(Natural-language object grounding data)
◆ ◆ ◆ ◆ ◆ ◆ ◆

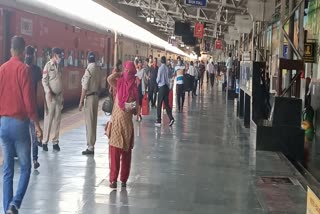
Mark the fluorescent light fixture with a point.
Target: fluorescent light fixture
(102, 17)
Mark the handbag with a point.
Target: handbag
(145, 105)
(107, 129)
(107, 105)
(131, 107)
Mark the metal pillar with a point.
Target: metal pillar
(282, 19)
(115, 48)
(290, 48)
(253, 36)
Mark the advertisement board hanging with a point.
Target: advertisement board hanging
(197, 3)
(198, 30)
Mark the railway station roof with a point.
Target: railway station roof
(104, 18)
(223, 19)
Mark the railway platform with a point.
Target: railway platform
(205, 163)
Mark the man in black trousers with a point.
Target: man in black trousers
(153, 88)
(163, 84)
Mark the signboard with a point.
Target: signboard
(26, 27)
(309, 52)
(218, 44)
(198, 30)
(198, 3)
(313, 203)
(285, 51)
(246, 56)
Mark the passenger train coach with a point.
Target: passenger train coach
(44, 28)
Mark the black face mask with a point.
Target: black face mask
(29, 60)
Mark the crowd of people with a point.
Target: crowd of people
(129, 83)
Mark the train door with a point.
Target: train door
(6, 20)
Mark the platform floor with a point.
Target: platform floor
(206, 163)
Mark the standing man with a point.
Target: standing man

◆ ◆ ◆ ◆ ◆ ◆ ◆

Your answer is the line containing "Mark the platform floor with a point." plus every line after it through the end of the entries, given again exactly and alone.

• [Response to this exercise]:
Mark the platform floor with a point.
Target: platform floor
(206, 163)
Mark the standing man with a point.
Target: standing man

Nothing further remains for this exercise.